[Entries excerpted from a collection]
++++

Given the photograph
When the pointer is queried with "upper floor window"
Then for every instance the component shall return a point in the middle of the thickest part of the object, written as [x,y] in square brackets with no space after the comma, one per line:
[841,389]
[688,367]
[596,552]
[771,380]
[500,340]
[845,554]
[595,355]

++++

# DIRECTIVE:
Gather every line of the entries above that contains the string "with", treating uppercase and lowercase letters as different.

# OUTPUT FOR THIS EXERCISE:
When the pointer is queried with "upper floor window"
Then for every instance the component shall return a point in the middle of the thickest part of the object, written as [x,y] in square brackets with no space after the comma, one per line:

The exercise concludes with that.